INPUT RECORDS -

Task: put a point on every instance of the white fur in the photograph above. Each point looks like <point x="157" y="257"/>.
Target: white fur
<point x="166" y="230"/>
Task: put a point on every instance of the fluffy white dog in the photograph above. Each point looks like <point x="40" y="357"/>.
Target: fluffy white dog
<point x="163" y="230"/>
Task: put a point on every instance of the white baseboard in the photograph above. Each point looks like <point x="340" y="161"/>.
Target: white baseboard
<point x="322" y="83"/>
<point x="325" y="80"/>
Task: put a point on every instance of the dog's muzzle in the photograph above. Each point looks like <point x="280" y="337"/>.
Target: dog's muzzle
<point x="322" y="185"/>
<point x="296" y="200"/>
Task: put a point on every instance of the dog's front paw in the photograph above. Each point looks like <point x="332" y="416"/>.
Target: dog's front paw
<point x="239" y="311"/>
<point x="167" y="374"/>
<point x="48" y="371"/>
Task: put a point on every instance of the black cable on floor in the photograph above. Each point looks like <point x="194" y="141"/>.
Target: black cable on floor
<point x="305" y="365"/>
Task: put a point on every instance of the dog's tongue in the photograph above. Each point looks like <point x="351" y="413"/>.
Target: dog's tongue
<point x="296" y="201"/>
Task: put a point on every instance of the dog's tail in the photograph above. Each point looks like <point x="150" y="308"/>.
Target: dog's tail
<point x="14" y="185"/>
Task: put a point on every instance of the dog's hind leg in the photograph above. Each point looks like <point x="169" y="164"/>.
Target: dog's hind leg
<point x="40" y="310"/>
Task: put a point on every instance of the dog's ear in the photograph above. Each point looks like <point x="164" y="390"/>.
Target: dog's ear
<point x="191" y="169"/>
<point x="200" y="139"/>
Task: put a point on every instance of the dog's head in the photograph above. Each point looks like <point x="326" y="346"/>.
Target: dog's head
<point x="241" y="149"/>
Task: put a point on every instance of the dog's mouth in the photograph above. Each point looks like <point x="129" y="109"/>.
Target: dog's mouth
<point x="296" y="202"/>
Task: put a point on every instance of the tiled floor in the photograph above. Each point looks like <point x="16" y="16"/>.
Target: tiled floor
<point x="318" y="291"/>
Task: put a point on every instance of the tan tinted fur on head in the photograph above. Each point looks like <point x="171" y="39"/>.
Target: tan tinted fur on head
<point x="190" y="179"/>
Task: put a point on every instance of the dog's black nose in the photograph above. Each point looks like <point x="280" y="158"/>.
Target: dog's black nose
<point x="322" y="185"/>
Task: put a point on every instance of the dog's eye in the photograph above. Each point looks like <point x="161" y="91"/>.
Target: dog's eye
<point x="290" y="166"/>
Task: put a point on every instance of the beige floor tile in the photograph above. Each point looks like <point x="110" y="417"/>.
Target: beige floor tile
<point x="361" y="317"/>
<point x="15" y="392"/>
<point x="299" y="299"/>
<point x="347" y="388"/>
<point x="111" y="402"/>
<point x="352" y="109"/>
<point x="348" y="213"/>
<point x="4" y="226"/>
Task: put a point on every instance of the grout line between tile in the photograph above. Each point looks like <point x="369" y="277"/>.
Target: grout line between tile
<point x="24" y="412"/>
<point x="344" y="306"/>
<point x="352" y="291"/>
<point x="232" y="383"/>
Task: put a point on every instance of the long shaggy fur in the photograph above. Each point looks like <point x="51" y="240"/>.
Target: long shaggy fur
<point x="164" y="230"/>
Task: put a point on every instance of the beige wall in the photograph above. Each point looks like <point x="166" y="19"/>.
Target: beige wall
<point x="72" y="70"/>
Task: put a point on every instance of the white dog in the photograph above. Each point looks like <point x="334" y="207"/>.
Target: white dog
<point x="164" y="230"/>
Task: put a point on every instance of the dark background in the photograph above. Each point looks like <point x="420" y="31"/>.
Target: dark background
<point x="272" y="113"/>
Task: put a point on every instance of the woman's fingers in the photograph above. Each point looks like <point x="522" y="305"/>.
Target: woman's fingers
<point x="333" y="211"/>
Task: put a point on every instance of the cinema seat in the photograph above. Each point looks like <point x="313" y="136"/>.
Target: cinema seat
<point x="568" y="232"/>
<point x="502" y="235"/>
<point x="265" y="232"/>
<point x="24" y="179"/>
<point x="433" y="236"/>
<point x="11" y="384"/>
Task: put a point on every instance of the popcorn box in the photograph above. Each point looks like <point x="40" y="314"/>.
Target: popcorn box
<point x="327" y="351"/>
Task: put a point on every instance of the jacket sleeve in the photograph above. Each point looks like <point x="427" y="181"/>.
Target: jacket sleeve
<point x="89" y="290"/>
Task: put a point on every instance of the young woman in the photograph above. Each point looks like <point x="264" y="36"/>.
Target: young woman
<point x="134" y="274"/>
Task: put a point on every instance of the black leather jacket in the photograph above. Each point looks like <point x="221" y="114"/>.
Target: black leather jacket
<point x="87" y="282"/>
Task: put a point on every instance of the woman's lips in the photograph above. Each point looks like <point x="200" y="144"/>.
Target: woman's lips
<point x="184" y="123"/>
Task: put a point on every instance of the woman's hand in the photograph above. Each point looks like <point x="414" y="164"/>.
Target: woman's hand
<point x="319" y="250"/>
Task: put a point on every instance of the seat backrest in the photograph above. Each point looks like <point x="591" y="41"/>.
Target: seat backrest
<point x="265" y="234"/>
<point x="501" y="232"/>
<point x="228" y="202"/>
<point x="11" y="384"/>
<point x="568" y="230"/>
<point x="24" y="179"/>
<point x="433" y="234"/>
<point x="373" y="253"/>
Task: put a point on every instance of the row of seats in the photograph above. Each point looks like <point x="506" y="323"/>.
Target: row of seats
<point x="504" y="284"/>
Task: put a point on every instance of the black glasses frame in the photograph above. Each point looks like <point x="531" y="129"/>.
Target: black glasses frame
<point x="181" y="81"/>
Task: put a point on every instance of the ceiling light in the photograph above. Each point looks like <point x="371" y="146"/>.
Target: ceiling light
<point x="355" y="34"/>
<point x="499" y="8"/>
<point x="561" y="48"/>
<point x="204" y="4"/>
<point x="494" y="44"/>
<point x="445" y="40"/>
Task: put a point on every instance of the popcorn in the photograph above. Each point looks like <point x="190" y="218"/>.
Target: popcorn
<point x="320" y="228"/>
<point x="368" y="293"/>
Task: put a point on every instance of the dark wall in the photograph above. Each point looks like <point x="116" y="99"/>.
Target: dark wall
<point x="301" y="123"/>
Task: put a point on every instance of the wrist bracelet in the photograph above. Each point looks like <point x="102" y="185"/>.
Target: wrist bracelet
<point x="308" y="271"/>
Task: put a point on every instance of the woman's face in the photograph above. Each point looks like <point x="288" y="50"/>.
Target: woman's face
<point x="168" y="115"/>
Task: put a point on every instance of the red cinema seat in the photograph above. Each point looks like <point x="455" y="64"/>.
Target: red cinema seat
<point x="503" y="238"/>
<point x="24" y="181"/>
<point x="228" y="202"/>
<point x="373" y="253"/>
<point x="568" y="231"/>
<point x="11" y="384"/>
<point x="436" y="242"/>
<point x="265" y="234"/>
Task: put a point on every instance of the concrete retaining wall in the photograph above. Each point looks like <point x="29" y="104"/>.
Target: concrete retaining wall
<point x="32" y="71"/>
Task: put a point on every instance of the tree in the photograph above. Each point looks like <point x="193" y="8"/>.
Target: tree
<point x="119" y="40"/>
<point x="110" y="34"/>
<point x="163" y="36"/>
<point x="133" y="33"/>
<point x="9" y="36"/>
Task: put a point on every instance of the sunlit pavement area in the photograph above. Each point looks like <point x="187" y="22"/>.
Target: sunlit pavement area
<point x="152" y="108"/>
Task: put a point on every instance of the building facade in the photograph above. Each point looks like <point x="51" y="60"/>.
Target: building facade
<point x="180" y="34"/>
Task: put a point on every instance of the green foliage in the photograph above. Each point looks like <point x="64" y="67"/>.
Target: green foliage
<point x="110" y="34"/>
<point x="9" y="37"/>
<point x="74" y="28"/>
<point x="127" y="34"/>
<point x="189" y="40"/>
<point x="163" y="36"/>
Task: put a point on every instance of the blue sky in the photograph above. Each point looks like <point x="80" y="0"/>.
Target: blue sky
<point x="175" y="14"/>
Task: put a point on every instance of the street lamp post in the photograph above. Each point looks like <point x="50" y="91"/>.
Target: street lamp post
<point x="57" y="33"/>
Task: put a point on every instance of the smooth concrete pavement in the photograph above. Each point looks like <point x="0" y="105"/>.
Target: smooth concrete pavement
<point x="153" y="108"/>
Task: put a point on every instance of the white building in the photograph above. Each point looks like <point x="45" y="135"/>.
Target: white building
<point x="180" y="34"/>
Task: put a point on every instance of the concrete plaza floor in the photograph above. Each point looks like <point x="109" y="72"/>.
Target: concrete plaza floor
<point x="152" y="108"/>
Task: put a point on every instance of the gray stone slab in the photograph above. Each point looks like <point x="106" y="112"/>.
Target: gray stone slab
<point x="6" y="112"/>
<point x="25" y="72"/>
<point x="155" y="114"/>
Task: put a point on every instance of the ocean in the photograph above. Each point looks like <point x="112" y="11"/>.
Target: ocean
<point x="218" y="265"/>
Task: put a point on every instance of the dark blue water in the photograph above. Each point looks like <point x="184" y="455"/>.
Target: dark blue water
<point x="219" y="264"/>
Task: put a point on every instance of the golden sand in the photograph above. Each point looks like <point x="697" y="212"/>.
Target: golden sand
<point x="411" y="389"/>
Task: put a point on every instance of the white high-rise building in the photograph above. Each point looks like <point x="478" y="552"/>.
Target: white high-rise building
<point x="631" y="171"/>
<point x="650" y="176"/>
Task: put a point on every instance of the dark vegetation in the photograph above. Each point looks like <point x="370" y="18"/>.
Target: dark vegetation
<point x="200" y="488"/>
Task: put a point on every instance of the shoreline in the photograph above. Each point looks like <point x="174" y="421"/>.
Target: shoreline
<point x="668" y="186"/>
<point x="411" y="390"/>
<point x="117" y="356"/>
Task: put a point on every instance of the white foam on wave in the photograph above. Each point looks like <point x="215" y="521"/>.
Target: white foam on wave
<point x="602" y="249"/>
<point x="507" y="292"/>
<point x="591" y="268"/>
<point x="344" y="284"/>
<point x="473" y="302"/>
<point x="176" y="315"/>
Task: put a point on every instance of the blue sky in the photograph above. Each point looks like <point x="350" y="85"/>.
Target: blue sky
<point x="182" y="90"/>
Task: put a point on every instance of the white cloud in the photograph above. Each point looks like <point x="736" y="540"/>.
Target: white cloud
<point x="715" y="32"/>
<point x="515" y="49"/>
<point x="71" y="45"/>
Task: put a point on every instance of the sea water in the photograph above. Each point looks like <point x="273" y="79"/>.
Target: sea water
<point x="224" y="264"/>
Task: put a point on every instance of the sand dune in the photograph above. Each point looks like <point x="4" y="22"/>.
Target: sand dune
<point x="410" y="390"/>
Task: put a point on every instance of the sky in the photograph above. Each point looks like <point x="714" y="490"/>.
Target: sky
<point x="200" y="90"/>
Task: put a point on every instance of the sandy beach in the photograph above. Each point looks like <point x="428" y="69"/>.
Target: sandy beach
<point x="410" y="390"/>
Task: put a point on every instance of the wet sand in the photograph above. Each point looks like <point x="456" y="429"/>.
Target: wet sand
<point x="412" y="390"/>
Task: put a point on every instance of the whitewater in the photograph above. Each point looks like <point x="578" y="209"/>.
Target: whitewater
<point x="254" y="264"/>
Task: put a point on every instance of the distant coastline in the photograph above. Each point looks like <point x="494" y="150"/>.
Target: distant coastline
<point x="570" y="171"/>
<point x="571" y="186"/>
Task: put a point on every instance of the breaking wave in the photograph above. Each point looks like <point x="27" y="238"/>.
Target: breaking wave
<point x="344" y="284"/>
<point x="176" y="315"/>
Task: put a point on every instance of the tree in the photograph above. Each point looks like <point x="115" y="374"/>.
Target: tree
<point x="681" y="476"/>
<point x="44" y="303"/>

STATED GOAL -
Give back, unchanged, every line from the one with "Task: put a point on every instance of the distant" to the end of the entries above.

RESULT OF THIS EXERCISE -
Task: put a point on every instance of the distant coastline in the photograph above. Each point looks like <point x="494" y="150"/>.
Target: distant coastline
<point x="570" y="171"/>
<point x="571" y="186"/>
Task: put a point on every instance of the breaking wave in the photograph above. Each point looks like <point x="27" y="238"/>.
Target: breaking wave
<point x="344" y="284"/>
<point x="176" y="315"/>
Task: put a point on every instance of the tree in the photograph above. Each point looks like <point x="115" y="374"/>.
Target: tree
<point x="681" y="476"/>
<point x="44" y="303"/>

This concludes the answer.